_What the task requires_
Starting at the line that holds "Where can the island", copy every line exactly through the end of the data, and no others.

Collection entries
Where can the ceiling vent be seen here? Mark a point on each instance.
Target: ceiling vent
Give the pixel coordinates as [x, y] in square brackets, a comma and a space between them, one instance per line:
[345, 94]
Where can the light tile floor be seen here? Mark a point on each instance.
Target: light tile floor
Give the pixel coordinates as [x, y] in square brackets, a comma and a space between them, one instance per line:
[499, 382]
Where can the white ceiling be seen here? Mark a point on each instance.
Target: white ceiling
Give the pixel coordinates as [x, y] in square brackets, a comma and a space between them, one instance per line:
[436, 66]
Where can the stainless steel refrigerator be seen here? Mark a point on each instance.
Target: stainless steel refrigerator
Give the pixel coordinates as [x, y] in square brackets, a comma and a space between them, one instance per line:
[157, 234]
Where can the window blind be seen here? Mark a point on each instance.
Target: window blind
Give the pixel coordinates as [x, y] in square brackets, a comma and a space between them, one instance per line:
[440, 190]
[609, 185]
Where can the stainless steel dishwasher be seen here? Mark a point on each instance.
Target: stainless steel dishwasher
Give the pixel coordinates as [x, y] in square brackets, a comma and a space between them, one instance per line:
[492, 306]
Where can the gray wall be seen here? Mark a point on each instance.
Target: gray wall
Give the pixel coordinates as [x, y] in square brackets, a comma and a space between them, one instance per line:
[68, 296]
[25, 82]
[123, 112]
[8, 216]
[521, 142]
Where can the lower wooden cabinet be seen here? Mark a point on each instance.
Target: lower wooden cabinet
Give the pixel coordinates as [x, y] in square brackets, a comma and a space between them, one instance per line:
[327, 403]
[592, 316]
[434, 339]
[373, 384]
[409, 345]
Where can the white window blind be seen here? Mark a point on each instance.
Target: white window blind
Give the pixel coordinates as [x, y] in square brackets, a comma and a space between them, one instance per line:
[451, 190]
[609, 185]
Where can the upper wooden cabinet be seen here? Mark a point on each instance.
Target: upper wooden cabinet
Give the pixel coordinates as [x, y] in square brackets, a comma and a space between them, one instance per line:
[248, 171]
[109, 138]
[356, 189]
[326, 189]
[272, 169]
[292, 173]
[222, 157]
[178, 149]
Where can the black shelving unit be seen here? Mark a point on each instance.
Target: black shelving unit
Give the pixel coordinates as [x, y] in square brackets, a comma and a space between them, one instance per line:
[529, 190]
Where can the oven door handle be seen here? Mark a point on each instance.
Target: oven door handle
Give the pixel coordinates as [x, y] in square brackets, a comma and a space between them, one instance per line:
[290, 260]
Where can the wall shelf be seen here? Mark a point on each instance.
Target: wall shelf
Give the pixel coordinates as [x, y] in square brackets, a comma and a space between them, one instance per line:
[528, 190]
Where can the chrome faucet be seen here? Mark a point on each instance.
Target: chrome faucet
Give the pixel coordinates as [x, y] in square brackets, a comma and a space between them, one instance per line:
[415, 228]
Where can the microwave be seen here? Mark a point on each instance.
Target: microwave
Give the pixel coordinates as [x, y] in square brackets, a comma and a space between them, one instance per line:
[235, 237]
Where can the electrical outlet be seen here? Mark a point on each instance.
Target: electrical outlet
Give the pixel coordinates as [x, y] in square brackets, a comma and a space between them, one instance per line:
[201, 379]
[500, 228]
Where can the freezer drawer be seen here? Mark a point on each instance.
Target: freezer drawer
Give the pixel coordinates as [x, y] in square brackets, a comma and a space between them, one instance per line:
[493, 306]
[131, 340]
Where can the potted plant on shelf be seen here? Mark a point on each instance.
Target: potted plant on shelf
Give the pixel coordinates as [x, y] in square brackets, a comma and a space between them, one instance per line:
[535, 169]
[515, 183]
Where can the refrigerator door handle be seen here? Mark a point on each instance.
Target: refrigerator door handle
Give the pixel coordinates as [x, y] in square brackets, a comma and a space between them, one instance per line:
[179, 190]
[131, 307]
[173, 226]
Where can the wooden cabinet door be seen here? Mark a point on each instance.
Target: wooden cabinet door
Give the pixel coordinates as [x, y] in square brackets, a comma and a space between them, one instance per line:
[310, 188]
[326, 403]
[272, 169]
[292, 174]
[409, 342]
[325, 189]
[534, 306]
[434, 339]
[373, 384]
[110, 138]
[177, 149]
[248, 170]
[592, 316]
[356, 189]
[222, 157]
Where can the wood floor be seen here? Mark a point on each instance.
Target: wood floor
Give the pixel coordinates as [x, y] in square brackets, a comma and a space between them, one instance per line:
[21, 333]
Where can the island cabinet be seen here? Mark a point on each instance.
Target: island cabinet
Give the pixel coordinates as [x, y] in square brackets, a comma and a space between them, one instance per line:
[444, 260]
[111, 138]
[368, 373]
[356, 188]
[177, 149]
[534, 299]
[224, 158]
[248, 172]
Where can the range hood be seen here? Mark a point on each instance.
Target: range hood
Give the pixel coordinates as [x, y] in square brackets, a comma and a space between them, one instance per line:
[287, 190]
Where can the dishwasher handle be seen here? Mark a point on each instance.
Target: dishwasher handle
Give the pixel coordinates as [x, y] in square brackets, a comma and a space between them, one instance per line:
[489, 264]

_Response to this exercise_
Where can the island cabinet be seen here? Mark a point on each instance.
Target: island cabinet
Give the pixel coordinates as [x, y] in square brackets, a comma and a space between them, one instance per line:
[444, 260]
[111, 138]
[368, 373]
[356, 188]
[177, 149]
[534, 299]
[224, 158]
[248, 172]
Where can the range hood be seen here? Mark a point on each instance.
Target: range hood
Give the pixel coordinates as [x, y] in square brackets, a comma and a space between them, one instance per line:
[287, 190]
Where can the dishwasher handle be seen here? Mark a point on each instance.
Target: dishwasher handle
Give the pixel coordinates as [x, y] in square brackets, a comma and a space between them, one instance per line:
[489, 264]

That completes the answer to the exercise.